En ese contexto, en el que conocimiento y vida, palabra y testimonio,
interpelación e impulso se entrecruzan y complementan, se forma y desarrolla la
conciencia cristiana.
b) Formación de la conciencia y responsabilidad eclesial
Hablar de la Iglesia como ámbito de formación de la conciencia cristiana
implica, sin duda, hablar de la necesidad de unión con la Iglesia, de sintonía
con la vida que en ella se recibe y con la tradición espiritual que en ella se
respira. Pero también, desde otra perspectiva, de responsabilidad: toda
tradición implica, en efecto, un proceso de trasmisión y recepción que dice
referencia, y por cierto en ambos sentidos, a la totalidad de la comunidad,
puesto que los receptores del don están llamados a, asimilándolo y haciéndolo
propio, comunicarlo a las generaciones sucesivas.
La Veritatis
splendor es consciente de esta realidad; más aún, aspira a proclamarla con
particular fuerza, hasta el punto de que puede decirse que uno de sus objetivos
básicos es, precisamente, subrayar la responsabilidad que la Iglesia tiene de
trasmitir fielmente la memoria de Cristo. De hecho a lo largo de todas sus
páginas aflora, de modo expreso unas veces, implícito otras, una preocupación
fundamental: subrayar de forma neta y sin ambages que la Iglesia tiene por
misión anunciar a Cristo, y anunciarlo de modo que ese anuncio implique una
interpelación concreta, vital, pastoralmente incisiva, y, por tanto, dé lugar a
un verdadero encuentro, a una relación interpersonal, a un compromiso de vida.
Fidelidad implica, en efecto, no mera repetición, sino actualización: trasmisión
del mensaje de forma que despliegue toda su fuerza y vitalidad existenciales
[33].
En algunos
pasajes la encíclica señala que la responsabilidad de esa trasmisión y
aplicación fiel incumbe a toda la Iglesia, ya que toda ella participa del munus
propheticum de Cristo, y recuerda, a ese respecto, que el conjunto del
cuerpo eclesial, que cuenta con la asistencia del Espíritu Santo, no puede
equivocarse en la fe [34]. No obstante, como resulta lógico en un documento
destinado a pronunciarse sobre cuestiones que afectan al estructurarse de la
teología moral y al influjo que la difusión de las investigaciones y
reflexiones teológicas tienen en la comunidad cristiana, su atención se dirige
preferentemente a la teología, a la que atribuye una particular importancia en
orden a la "búsqueda creyente de la comprensión de la fe" [35], y,
sobre todo, al magisterio y, en consecuencia, a la actuación de los Pastores, a
los que, en ejecución de un de Cristo y contando "con la asistencia
especial del Espíritu de verdad", les corresponde una especial
responsabilidad en la custodia e interpretación del patrimonio moral cristiano
[36].

■ **Consigna 1**
Según el texto sobre la conciencia cristiana, ¿qué implica la fidelidad?
■ **Consigna 2**
Reproduce sin cambios el tramo del texto sobre la conciencia cristiana que va desde "b) Formación de" hasta "las generaciones sucesivas.".

■ **Material recopilado**
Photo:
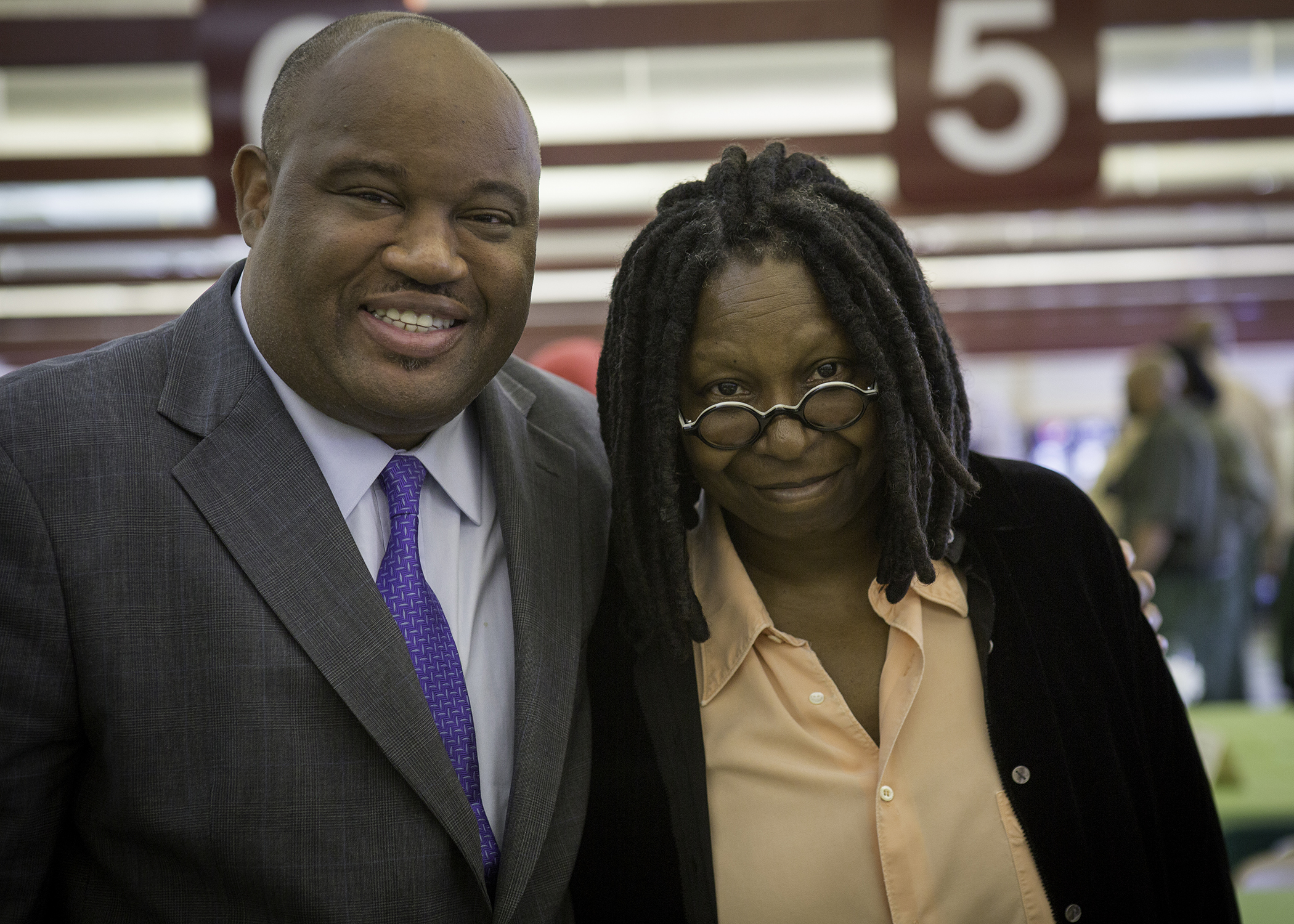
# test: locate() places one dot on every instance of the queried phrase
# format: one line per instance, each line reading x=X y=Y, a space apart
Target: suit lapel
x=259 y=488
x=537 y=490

==

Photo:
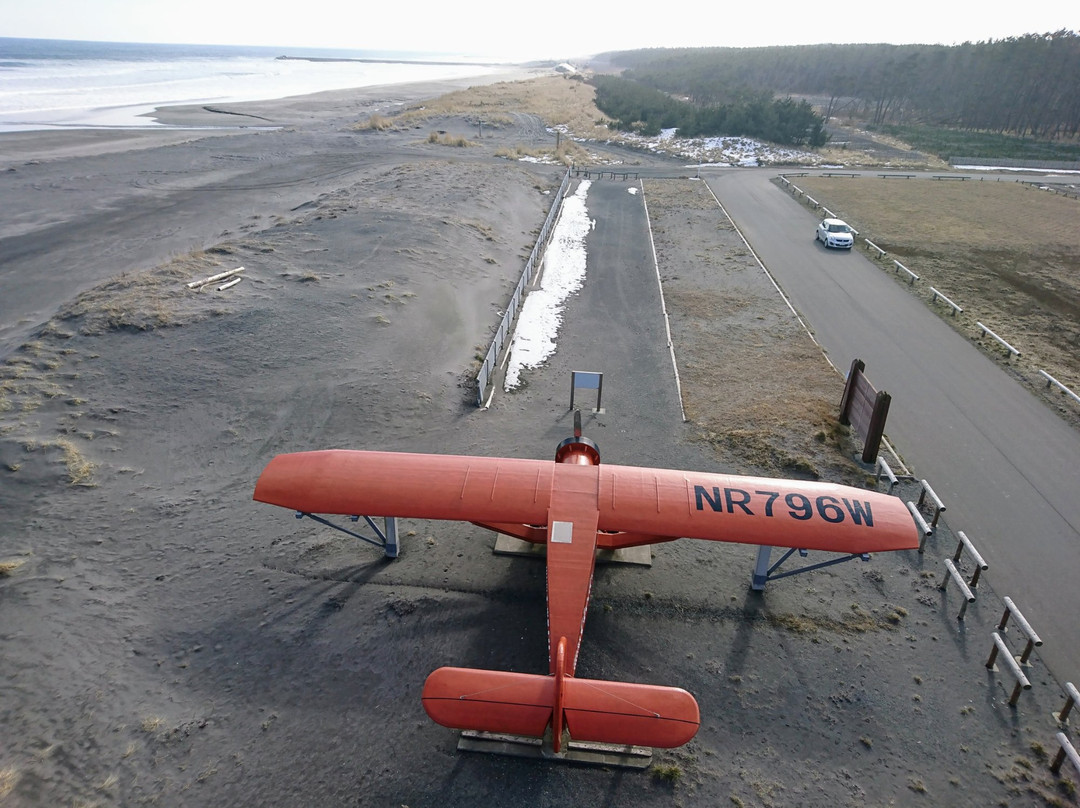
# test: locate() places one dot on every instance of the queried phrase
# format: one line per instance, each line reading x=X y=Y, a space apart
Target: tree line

■ **Respuesta esperada 1**
No la mera repetición, sino la actualización.

■ **Respuesta esperada 2**
b) Formación de la conciencia y responsabilidad eclesial
Hablar de la Iglesia como ámbito de formación de la conciencia cristiana
implica, sin duda, hablar de la necesidad de unión con la Iglesia, de sintonía
con la vida que en ella se recibe y con la tradición espiritual que en ella se
respira. Pero también, desde otra perspectiva, de responsabilidad: toda
tradición implica, en efecto, un proceso de trasmisión y recepción que dice
referencia, y por cierto en ambos sentidos, a la totalidad de la comunidad,
puesto que los receptores del don están llamados a, asimilándolo y haciéndolo
propio, comunicarlo a las generaciones sucesivas.